Raw records:
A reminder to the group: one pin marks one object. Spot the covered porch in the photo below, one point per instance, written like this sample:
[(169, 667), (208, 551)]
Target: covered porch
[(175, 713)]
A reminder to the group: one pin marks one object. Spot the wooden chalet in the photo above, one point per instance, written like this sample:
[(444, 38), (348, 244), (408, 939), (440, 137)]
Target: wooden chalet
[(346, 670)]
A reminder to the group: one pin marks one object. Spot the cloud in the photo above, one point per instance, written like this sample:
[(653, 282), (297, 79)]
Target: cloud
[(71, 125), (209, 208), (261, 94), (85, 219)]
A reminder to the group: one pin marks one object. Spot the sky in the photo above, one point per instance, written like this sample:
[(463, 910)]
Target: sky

What is expected: Recast the records above as a numbered list, one line per item, with blank lines left out.

Task solution:
1. A reminder to the group: one pin marks one object. Spot the covered porch in the photo below, one point per instance, written like this sample:
2. [(169, 667), (208, 551)]
3. Target: covered porch
4. [(175, 713)]
5. A reminder to the group: one pin marks one object. Spot the wooden chalet in the photo above, one point per instance, written like this sample:
6. [(444, 38), (348, 244), (408, 939), (440, 137)]
7. Target: wooden chalet
8. [(346, 670)]
9. A reminder to the group: one pin marks one object. Spot the cloud in the photo above, one point per instance, written like this sample:
10. [(653, 282), (297, 79)]
11. Target: cloud
12. [(71, 125), (209, 208), (261, 94), (85, 219)]
13. A reminder to the group: one pin marks one object. Spot the sky in the photo above, one point per instance, written like this sample:
14. [(463, 910)]
15. Target: sky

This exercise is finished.